(Stored items)
+++

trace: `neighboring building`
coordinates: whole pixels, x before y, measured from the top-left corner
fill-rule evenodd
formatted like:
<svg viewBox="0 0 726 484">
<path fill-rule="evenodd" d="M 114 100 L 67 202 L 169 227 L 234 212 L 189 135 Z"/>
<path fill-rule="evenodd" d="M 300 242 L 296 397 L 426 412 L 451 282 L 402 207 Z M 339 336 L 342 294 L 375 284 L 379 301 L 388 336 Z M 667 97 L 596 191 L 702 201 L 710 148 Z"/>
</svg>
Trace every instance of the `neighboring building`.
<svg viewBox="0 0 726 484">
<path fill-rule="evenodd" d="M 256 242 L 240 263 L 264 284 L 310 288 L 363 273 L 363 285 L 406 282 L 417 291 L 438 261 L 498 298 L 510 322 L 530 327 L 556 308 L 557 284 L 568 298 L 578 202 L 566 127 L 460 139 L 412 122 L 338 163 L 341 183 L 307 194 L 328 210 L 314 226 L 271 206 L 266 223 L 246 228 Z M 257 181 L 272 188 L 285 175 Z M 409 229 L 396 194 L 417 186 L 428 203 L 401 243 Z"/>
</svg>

+++

Exercise directions:
Give the material as a numbered list, running from its first line up to and including the line that contains "114 100 L 67". Leave out any blank lines.

Result of the task:
1. trace: `neighboring building`
2. coordinates: whole pixels, x before y, measured from the top-left corner
3. fill-rule evenodd
4. formatted like:
5. <svg viewBox="0 0 726 484">
6. <path fill-rule="evenodd" d="M 114 100 L 67 202 L 169 227 L 234 212 L 189 135 Z"/>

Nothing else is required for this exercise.